### DOCUMENT SEGMENT
+===+

From Jakarta to Data: Automating the Perfect View with VenueAnalyst
What started as a design studio project for a floating, flood-resistant stadium in Jakarta quickly evolved into a computational challenge: How do we prove a stadium actually works for the fans? While many architects focus on generating new forms from scratch, the reality of the industry is often about analyzing and retrofitting existing venues.
In modern sports architecture, the “C-Value” is the definitive metric for fan experience. However, calculating this clearance across thousands of seats traditionally requires heavy local processing and manual oversight.
VenueAnalyst bridges this gap by transforming complex parametric logic into a cloud-based web application.

+===+

### EXERCISES
**a.** List every hyphenated word that appears in the article about VenueAnalyst and stadium analysis.
**b.** Continue the article about VenueAnalyst from its final sentence.

+===+

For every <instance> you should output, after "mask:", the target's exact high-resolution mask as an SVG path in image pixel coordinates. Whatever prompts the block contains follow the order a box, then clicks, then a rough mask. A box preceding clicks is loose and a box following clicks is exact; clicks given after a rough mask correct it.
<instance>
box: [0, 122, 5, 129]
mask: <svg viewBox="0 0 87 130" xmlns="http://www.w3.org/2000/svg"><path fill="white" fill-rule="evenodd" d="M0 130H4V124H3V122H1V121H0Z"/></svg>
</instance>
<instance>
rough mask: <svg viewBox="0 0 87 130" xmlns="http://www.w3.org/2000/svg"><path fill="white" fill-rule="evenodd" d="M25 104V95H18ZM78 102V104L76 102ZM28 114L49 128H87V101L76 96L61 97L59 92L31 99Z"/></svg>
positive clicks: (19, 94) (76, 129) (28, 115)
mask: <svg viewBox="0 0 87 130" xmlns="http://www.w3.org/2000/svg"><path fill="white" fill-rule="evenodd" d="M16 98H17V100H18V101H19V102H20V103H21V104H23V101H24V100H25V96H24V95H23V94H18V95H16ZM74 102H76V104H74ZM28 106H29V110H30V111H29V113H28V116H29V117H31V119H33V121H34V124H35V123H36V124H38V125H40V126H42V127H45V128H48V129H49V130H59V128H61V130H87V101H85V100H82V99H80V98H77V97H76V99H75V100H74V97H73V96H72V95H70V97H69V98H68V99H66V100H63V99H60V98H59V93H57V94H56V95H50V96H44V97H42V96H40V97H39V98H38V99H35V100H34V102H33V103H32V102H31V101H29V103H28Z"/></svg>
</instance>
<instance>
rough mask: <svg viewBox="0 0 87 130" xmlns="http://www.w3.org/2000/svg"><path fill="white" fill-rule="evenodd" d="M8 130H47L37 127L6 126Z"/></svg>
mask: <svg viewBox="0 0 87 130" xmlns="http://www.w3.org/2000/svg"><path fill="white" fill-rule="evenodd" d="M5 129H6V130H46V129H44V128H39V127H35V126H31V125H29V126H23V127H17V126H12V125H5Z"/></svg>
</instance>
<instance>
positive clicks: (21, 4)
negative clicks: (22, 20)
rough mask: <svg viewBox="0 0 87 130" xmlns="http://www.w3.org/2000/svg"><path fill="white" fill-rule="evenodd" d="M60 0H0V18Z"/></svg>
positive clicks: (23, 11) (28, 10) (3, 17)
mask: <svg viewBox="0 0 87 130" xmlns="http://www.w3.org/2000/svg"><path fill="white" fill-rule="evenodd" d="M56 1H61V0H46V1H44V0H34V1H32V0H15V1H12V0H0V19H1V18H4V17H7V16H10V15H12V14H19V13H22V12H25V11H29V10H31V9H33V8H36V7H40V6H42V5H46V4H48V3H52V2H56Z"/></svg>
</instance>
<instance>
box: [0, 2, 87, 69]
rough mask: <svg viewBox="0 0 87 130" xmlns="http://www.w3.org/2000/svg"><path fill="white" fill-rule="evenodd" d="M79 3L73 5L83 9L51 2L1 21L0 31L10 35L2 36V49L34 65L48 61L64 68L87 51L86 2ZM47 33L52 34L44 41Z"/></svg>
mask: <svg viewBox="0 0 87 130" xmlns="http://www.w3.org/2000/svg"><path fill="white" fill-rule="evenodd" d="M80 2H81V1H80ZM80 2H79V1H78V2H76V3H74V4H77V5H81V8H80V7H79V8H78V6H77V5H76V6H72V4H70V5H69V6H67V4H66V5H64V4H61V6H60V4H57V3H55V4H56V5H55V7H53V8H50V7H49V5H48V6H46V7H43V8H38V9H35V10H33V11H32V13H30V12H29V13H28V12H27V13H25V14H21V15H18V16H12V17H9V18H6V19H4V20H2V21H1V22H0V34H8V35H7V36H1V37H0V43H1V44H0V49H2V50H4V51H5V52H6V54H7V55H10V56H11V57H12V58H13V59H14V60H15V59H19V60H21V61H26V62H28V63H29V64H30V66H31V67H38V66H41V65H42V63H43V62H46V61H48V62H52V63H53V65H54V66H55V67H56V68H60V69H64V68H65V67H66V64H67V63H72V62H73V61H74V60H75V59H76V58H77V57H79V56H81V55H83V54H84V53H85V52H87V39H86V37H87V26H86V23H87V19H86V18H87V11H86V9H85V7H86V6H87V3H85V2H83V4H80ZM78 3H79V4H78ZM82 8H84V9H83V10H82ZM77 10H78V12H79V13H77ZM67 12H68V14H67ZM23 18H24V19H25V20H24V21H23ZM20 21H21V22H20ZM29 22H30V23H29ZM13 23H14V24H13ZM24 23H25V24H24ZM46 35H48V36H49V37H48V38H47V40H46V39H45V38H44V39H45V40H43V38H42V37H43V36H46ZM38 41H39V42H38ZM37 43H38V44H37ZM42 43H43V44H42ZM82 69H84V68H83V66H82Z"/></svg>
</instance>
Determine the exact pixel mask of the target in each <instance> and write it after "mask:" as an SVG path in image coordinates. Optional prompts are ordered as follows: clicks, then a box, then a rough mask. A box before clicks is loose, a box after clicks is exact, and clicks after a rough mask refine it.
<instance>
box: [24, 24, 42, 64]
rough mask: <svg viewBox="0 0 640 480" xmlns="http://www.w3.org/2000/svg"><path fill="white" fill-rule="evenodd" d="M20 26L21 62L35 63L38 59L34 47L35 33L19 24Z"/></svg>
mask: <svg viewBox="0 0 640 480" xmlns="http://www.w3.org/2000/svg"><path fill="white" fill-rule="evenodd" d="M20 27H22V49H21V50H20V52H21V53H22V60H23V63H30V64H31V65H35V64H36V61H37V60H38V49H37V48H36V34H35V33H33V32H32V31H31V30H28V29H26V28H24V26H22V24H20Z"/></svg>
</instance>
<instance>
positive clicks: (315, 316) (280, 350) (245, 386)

+===+

### OUTPUTS FOR THE TASKS
**a.** flood-resistant, C-Value, cloud-based

**b.**
The Heart of the Analysis: The C-Value
The C-Value is the vertical clearance between a spectator’s eyes and the sightline of the person sitting directly in front of them. It is the definitive metric for “quality of view.” Following FIFA and international standards, we aim for the “sweet spot” of 120mm for an excellent experience. Anything below 60mm? You’re essentially paying to watch the back of someone’s head

The Tech Stack: From Rhino to the Web
To make VenueAnalyst accessible and scalable, the project utilizes a modern AEC tech stack:
- Vue.js: The frontend framework used to build a clean, minimalistic user interface. It allows users to upload
.3dmfiles and adjust parameters—like eye height and focal points through a reactive dashboard. - Rhino Compute: The “brain” of the operation. By hosting the Grasshopper logic on a headless server via Rhino Compute, we can run complex
C-Value calculations in the cloud without requiring the user to own or open Rhino. - GitHub: Serving as the version control and deployment backbone, ensuring the codebase is modular and scalable.

Solving the Computational Bottleneck
Building a tool that can analyze thousands of seats across complex, non-uniform geometry required more than just standard Grasshopper components.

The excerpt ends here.